(Items from a data source)
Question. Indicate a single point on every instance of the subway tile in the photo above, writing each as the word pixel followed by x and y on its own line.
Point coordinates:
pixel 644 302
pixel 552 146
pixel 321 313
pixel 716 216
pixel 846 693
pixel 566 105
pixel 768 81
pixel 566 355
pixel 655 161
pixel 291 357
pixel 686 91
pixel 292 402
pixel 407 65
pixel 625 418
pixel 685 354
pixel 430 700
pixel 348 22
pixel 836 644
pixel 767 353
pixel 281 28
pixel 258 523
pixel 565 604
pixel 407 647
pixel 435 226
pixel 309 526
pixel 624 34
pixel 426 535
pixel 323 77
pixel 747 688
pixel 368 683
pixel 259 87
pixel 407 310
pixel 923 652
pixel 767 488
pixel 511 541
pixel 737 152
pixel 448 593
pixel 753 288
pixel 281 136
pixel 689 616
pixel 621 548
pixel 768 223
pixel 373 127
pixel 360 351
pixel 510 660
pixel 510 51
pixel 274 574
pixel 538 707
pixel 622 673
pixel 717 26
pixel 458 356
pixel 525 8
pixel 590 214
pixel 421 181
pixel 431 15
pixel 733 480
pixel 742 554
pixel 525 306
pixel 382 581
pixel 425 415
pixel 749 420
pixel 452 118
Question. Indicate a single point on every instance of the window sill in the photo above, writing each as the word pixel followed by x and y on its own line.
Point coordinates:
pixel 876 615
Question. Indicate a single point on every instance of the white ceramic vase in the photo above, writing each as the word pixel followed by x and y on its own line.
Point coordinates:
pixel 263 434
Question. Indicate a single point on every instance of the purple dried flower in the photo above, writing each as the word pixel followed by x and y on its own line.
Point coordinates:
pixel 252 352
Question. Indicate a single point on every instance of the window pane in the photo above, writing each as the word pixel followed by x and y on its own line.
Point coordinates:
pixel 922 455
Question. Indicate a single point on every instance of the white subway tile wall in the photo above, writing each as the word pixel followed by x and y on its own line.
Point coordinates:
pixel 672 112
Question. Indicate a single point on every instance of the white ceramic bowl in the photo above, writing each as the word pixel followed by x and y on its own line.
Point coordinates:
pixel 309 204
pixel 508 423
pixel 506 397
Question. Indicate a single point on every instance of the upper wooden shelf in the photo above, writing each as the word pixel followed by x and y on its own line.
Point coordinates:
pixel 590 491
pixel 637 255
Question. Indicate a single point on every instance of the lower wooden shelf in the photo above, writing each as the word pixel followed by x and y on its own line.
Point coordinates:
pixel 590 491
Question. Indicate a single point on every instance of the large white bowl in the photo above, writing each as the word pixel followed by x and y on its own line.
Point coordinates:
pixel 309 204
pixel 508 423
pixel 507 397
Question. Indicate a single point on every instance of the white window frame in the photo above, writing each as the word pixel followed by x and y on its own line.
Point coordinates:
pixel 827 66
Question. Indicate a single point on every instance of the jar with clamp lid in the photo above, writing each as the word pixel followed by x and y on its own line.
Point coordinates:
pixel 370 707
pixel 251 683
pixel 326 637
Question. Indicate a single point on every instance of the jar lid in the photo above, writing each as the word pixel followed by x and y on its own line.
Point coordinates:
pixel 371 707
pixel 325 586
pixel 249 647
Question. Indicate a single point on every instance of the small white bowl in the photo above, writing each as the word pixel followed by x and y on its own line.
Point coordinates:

### Work to be completed:
The answer is the full set of records above, repeated exactly.

### Response area:
Question. Indicate a single point on every instance of the subway tile in the photo above, writing each as the word pixel followed by x and y on its own line.
Point coordinates:
pixel 644 302
pixel 552 146
pixel 321 313
pixel 716 216
pixel 846 693
pixel 566 105
pixel 768 81
pixel 566 355
pixel 655 161
pixel 291 357
pixel 686 91
pixel 292 402
pixel 407 65
pixel 625 418
pixel 685 354
pixel 430 700
pixel 348 22
pixel 836 644
pixel 767 353
pixel 281 28
pixel 258 523
pixel 565 604
pixel 407 647
pixel 435 226
pixel 309 526
pixel 624 34
pixel 426 535
pixel 323 77
pixel 747 688
pixel 368 683
pixel 259 87
pixel 407 310
pixel 923 652
pixel 767 488
pixel 511 541
pixel 737 152
pixel 448 593
pixel 753 288
pixel 281 136
pixel 689 616
pixel 621 548
pixel 768 223
pixel 373 127
pixel 360 351
pixel 510 660
pixel 510 51
pixel 274 574
pixel 538 707
pixel 622 673
pixel 717 26
pixel 458 356
pixel 525 8
pixel 590 214
pixel 421 181
pixel 431 15
pixel 733 480
pixel 742 554
pixel 525 306
pixel 382 581
pixel 425 415
pixel 749 420
pixel 452 118
Question. Indicate a single point on every instance of the window sill in the photo above, writing each as the word pixel followed by x and y on its own line.
Point coordinates:
pixel 876 615
Question. Indicate a single point on every instance of the white ceramic vase in the photo above, writing each as the word pixel followed by x and y on its own line.
Point coordinates:
pixel 263 434
Question. Indicate a single point on every instance of the purple dried flower in the photo above, writing each as the word pixel followed by x and y on its own line.
Point coordinates:
pixel 252 352
Question. Indicate a single point on every instance of the window pane in the photo above, writing each as the word pixel followed by x and y on its own line.
Point coordinates:
pixel 922 455
Question. Indicate a single point on every instance of the white subway tile wall in the photo above, writing each as the word pixel followed by x and y on its own line.
Point coordinates:
pixel 672 112
Question. Indicate a single point on every instance of the white ceramic bowl in the photo above, writing each as the word pixel followed by x and y on its own line.
Point coordinates:
pixel 309 204
pixel 508 423
pixel 506 397
Question. Indicate a single point on every instance of the upper wooden shelf in the photo above, writing each as the word pixel followed by x and y on its own line.
Point coordinates:
pixel 590 491
pixel 637 255
Question. Indicate a single point on every instance of the lower wooden shelf in the photo above, writing each as the word pixel followed by x and y on its own line.
Point coordinates:
pixel 590 491
Question. Indicate a single point on every instance of the large white bowl in the photo above, writing each as the word pixel followed by x and y on its own line.
Point coordinates:
pixel 309 204
pixel 508 423
pixel 507 397
Question. Indicate a single point on every instance of the white window frame in the photo above, writing each as the word pixel followed by x and y on its own line.
Point coordinates:
pixel 827 66
Question. Indicate a single point on every instance of the jar with clamp lid in the photo above, writing each as the word pixel followed by x and y on its own line.
Point coordinates:
pixel 370 707
pixel 251 683
pixel 326 637
Question. Indicate a single point on every instance of the jar lid in the photo above, writing each as the word pixel followed by x and y on its own line.
Point coordinates:
pixel 371 707
pixel 325 586
pixel 249 647
Question. Indicate a single point on every instance of the small white bowl in the photo above, writing each as the word pixel followed by x and y on its own line.
Point coordinates:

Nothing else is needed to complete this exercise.